**Your instructions**
Quote the full genome assembly wiki page, unchanged and complete.

**Source document**
Genome Assembly - mestato/EPP622_2024 GitHub Wiki
Hifiasm
Note from Shade: 17.121 GB of RAM and ~22 CPU, so I think requesting 20 GB of RAM and 25 or 30 CPU on either the short or campus node for 3 hr
Link to reads
ln -s /lustre/isaac/proj/UTK0318/discula_genome/raw_data/* .
Install
conda create -n hifiasm bioconda::hifiasm
Script
#!/bin/bash
#SBATCH -J hifiasm
#SBATCH --nodes=1
#SBATCH --cpus-per-task=48
#SBATCH -A ISAAC-UTK0318
#SBATCH -p short
#SBATCH -q short
#SBATCH -t 03:00:00
#SBATCH --mem=192G
#SBATCH --mail-type=END,FAIL
#SBATCH [email protected]
eval "$(conda shell.bash hook)"
conda activate hifiasm
hifi_reads=dd_as111_100X.fastq.gz
hic_r1=23ddas111_1327065_S3HiC_R1.fastq.gz
hic_r2=23ddas111_1327065_S3HiC_R2.fastq.gz
outfile=dd_as111_100x_assembly
echo "HiFi Reads: $hifi_reads"

**Data**
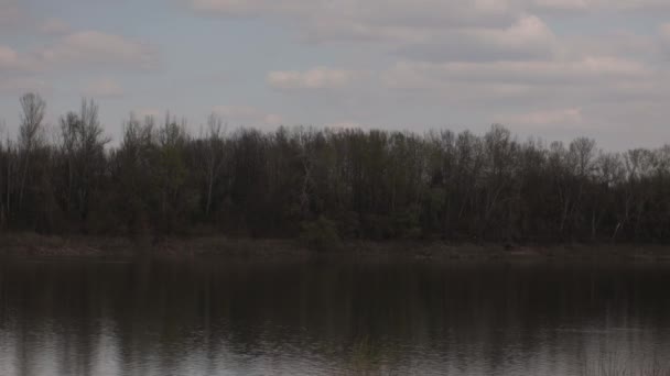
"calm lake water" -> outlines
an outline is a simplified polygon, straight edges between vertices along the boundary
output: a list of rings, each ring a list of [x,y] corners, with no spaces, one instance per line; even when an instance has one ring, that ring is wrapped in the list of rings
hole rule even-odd
[[[595,375],[668,357],[668,265],[0,265],[2,376]]]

**Solution**
Genome Assembly - mestato/EPP622_2024 GitHub Wiki
Hifiasm
Note from Shade: 17.121 GB of RAM and ~22 CPU, so I think requesting 20 GB of RAM and 25 or 30 CPU on either the short or campus node for 3 hr
Link to reads
ln -s /lustre/isaac/proj/UTK0318/discula_genome/raw_data/* .
Install
conda create -n hifiasm bioconda::hifiasm
Script
#!/bin/bash
#SBATCH -J hifiasm
#SBATCH --nodes=1
#SBATCH --cpus-per-task=48
#SBATCH -A ISAAC-UTK0318
#SBATCH -p short
#SBATCH -q short
#SBATCH -t 03:00:00
#SBATCH --mem=192G
#SBATCH --mail-type=END,FAIL
#SBATCH [email protected]
eval "$(conda shell.bash hook)"
conda activate hifiasm
hifi_reads=dd_as111_100X.fastq.gz
hic_r1=23ddas111_1327065_S3HiC_R1.fastq.gz
hic_r2=23ddas111_1327065_S3HiC_R2.fastq.gz
outfile=dd_as111_100x_assembly
echo "HiFi Reads: $hifi_reads"